Исходный отрывок:
================
Верить в Бога значит понимать вопрос о смысле жизни. Верить в Бога значит видеть, что факты этого мира еще не конец всех вещей. Верить в Бога значит видеть, что жизнь имеет смысл.

Людвиг Витгенштейн[3]



Когда будут раскрыты все тайны и утрачен последний смысл, мы останемся одни. На пустынном берегу.

Том Стоппард[4]

Две истории

Первая история:

В начале времен, вероятно, около четырнадцати миллиардов лет назад, произошел невообразимо огромный взрыв энергии, и возникла вселенная без какой либо причины. В течение времени образовались звезды, планеты, и затем четыре с половиной миллиардов лет назад появилась планета способная поддержать жизнь. Спустя семьсот миллионов лет неживая материя стала живой. Клетки начали размножаться. Появились жизненные формы, сначала простые, затем все возрастающей сложности. Некоторые из них выжили, другие исчезли. В конце концов, возникла форма жизни, овладевшая сложными структурами речи, включая будущее время и способность задавать вопросы. Впервые во вселенной возникло нечто, способное осознать существование вселенной и спросить: «Почему она существует? Почему мы здесь?», ибо этого могло бы и не случиться.
================
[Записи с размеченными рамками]
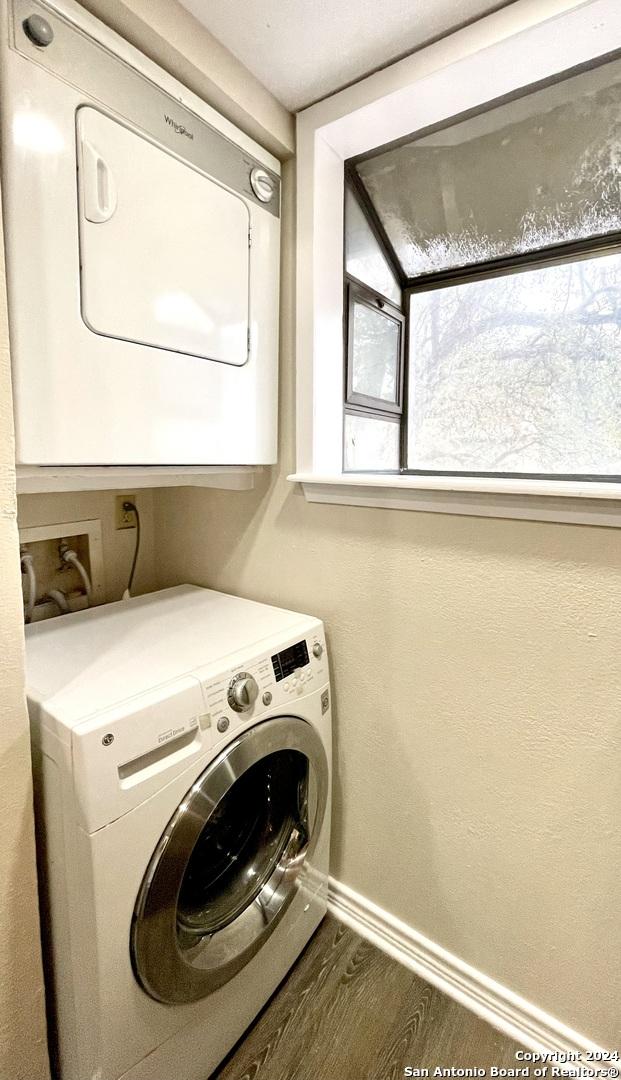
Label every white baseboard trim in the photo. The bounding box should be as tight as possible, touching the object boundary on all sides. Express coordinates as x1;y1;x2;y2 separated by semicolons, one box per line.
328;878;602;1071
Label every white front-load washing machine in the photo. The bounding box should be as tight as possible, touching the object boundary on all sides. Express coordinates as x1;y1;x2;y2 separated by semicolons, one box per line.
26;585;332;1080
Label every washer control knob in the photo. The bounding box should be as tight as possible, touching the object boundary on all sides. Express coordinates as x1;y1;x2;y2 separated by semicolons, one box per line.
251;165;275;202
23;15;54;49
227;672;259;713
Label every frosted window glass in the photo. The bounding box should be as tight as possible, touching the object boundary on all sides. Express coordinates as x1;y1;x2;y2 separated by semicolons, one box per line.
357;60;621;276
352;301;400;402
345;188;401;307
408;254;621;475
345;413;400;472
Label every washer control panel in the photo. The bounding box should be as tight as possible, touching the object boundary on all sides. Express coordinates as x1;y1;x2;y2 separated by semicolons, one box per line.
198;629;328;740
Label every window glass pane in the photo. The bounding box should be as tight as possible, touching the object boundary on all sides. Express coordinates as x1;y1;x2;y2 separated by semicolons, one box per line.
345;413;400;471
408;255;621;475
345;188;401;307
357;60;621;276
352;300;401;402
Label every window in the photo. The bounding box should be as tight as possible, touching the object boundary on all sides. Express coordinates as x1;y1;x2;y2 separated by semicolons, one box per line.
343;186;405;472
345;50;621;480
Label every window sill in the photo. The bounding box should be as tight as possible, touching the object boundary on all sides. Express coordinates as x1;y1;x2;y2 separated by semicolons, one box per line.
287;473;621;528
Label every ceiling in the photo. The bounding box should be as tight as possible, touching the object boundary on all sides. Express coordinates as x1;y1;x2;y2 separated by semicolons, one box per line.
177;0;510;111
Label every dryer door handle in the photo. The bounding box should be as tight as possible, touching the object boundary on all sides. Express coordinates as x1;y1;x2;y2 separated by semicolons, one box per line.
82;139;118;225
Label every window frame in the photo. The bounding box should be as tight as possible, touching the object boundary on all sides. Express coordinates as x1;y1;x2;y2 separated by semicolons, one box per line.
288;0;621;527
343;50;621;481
================
Задачи для решения:
- A) Выпишите из отрывка все промежутки времени, выраженные в годах.
- B) В перечне замените «photo» на «image» в части, которая начинается строкой, содержащей «Label every white front-load», и заканчивается строкой, содержащей «352;300;401;402». Выведите только эту часть.
Отрывок и перечень между собой никак не связаны.

Решения по порядку:
- A) около четырнадцати миллиардов лет назад; четыре с половиной миллиардов лет назад; спустя семьсот миллионов лет

- B)
Label every white front-load washing machine in the image. The bounding box should be as tight as possible, touching the object boundary on all sides. Express coordinates as x1;y1;x2;y2 separated by semicolons, one box per line.
26;585;332;1080
Label every washer control knob in the image. The bounding box should be as tight as possible, touching the object boundary on all sides. Express coordinates as x1;y1;x2;y2 separated by semicolons, one box per line.
251;165;275;202
23;15;54;49
227;672;259;713
Label every frosted window glass in the image. The bounding box should be as tight as possible, touching the object boundary on all sides. Express coordinates as x1;y1;x2;y2 separated by semicolons, one box per line.
357;60;621;276
352;301;400;402
345;188;401;307
408;254;621;475
345;413;400;472
Label every washer control panel in the image. The bounding box should be as tight as possible, touching the object boundary on all sides. Express coordinates as x1;y1;x2;y2 separated by semicolons, one box per line.
198;629;328;740
Label every window glass pane in the image. The bounding box should be as tight as possible, touching the object boundary on all sides. Express coordinates as x1;y1;x2;y2 separated by semicolons, one box per line.
345;413;400;471
408;255;621;475
345;188;401;307
357;60;621;276
352;300;401;402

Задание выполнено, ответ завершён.